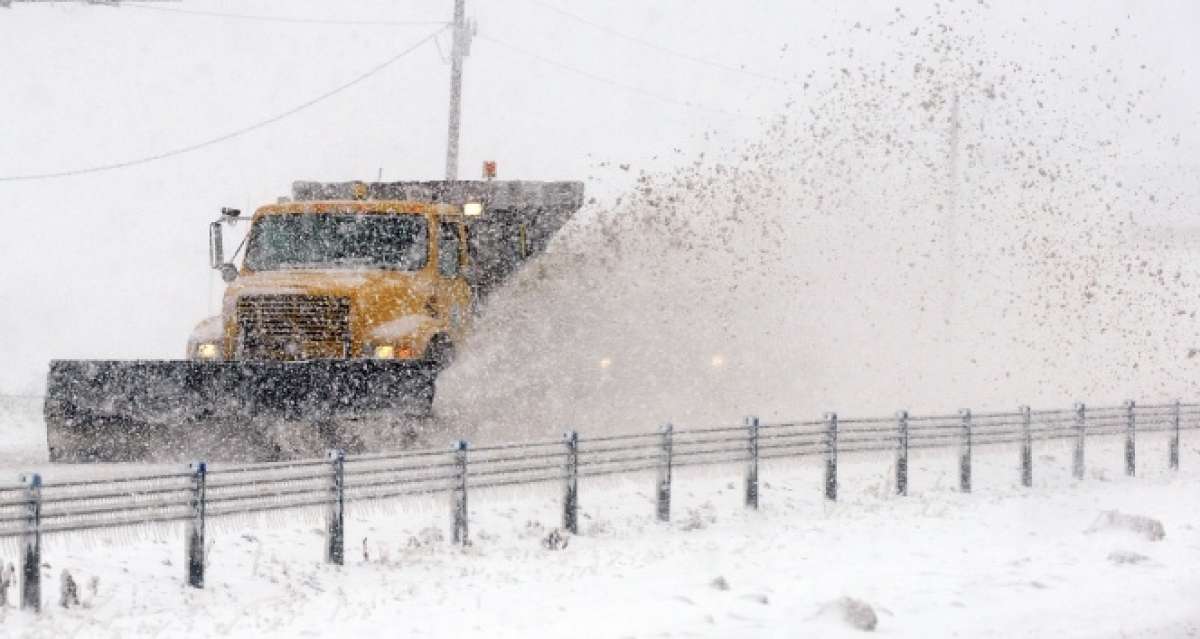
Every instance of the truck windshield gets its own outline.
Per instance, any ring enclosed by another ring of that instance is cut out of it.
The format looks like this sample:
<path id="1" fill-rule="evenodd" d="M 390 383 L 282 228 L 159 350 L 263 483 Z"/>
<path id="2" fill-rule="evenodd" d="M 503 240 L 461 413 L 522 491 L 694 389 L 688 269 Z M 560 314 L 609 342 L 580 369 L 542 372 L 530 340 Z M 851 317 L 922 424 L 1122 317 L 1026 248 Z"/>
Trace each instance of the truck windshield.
---*---
Exercise aim:
Which lines run from the one containing "Per instance, any" to the end of the data? Output them exactly, with nothing added.

Problem solution:
Per instance, any ring enclosed by another ring of that instance is cut out of it.
The format looks like this sample:
<path id="1" fill-rule="evenodd" d="M 390 383 L 282 228 L 159 350 L 263 483 Z"/>
<path id="2" fill-rule="evenodd" d="M 503 240 L 461 413 L 522 491 L 694 389 L 688 269 Z M 560 314 L 609 342 L 580 369 L 542 372 L 530 340 Z M 851 317 L 922 424 L 1122 317 L 1026 248 Z"/>
Trace each instance of the truck windshield.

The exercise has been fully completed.